Text block
== Segment start ==

Evidence for a Causal Association Between Human Papillomavirus and a subset of Head and Neck Cancers

Author: Maura L. Gillison, Wayne M. Koch, Randolph B. Capone, et al.
Content Contributor: Abramson Cancer Center of the University of Pennsylvania
Last Reviewed: November 01, 2001

Reviewers: Li Liu, MD
Source: Journal of the National cancer Institute, Vol. 92, No 9, 709-720, (May) 2000

Précis: Association of human papillomaviruses with some head and neck squamous cell cancers.


Human papillomaviruses (HPVs) are associated with a large spectrum of diseases. Most of these are benign hyperplasias (warts) that only very rarely progress to cancer. Some HPVs, i.e., the "high-risk" HPVs, however, are associated with lesions that have a propensity to become cancers. Most notably, almost all human cervical cancers are associated with HPV infection. The mucosal lining of the oral cavity and the upper digestive tract is also susceptible to HPV infections. However, the link of high-risk HPV infections and the development of cancer at these sites has been unclear. Dr. Gillison and colleagues retrospectively studied the association between HPV infections and squamous cell cancer of head and neck region.

== Segment end ==

What you are asked to do
Continue the text on human papillomavirus and head and neck cancers, starting after its last sentence.

Listed records
== Segment start ==

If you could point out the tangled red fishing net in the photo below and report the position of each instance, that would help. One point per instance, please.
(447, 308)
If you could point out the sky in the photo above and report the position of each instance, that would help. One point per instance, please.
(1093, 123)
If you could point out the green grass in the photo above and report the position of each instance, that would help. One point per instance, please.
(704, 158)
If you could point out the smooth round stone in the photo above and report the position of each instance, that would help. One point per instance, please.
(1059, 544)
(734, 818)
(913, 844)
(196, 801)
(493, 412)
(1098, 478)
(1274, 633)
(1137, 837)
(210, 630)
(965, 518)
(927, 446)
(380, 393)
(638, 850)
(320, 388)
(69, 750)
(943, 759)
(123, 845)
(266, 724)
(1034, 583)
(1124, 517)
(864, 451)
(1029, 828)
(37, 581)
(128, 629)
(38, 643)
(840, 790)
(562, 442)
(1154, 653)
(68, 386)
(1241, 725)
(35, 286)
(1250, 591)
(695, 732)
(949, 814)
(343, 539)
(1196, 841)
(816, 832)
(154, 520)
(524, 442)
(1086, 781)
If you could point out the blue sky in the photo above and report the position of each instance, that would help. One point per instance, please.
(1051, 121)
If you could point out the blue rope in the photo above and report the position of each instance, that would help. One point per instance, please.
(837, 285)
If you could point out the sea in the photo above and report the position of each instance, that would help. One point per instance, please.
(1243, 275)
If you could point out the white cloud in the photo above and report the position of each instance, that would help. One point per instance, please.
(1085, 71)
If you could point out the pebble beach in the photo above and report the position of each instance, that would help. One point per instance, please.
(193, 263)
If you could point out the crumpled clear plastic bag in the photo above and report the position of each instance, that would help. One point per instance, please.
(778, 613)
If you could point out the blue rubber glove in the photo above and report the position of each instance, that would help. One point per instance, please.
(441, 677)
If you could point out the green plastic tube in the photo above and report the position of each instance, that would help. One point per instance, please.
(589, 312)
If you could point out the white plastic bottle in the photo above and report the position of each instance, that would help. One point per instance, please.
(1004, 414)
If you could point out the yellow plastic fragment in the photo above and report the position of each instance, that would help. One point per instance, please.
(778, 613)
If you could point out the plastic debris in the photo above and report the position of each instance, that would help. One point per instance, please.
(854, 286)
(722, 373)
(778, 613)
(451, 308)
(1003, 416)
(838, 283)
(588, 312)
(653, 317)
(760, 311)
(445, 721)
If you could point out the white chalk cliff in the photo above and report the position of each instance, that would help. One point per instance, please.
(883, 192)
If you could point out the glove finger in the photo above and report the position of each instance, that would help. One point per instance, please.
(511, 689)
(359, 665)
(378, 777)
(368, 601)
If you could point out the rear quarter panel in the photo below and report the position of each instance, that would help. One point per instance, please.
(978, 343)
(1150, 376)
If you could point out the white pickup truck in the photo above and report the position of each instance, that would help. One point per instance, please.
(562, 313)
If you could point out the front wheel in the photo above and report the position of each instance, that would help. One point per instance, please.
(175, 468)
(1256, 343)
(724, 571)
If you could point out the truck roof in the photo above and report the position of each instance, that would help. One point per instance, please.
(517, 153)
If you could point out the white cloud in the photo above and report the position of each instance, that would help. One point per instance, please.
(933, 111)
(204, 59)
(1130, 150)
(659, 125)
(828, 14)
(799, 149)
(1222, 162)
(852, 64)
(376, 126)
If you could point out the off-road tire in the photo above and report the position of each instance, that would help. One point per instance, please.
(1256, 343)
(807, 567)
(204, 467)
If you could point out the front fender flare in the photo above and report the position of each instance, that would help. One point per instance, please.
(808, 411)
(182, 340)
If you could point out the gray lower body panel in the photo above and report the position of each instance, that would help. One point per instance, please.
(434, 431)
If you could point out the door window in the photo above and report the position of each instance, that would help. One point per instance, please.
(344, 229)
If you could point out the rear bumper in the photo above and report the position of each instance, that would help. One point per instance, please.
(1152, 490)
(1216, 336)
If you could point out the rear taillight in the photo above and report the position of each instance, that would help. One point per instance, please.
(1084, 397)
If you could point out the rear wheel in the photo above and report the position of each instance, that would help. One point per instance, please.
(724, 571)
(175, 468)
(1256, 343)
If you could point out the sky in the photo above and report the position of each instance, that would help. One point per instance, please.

== Segment end ==

Answer section
Cancer tissues from 253 patients with head and neck squamous cell cancers were analyzed for the presence of HPV by several methods.

  • HPV infection was found in 25% of patients. Of them, 90% were due to infection with HPV 16 (one of the subtypes of high risk HPVs).
  • HPV-positive tumors occurred less often among moderate to heavy drinkers and smokers, and were less likely to contain p53 oncogenes.
  • HPV-positive tumors occurred mostly at oropharyngeal sites.
  • Patients with HPV-positive tumors had much less chance of dying from their head and neck cancers compared with patients who had HPV-negative tumors.

In this study, oropharyngeal cancer that tested positive for infection with HPVs appeared to be distinct from HPV-negative head and neck cancers and were associated with a significantly better prognosis. These findings may open the door for the development and use of vaccines in the management of some patients with head and neck squamous cell cancers, especially oropharyngeal cancers.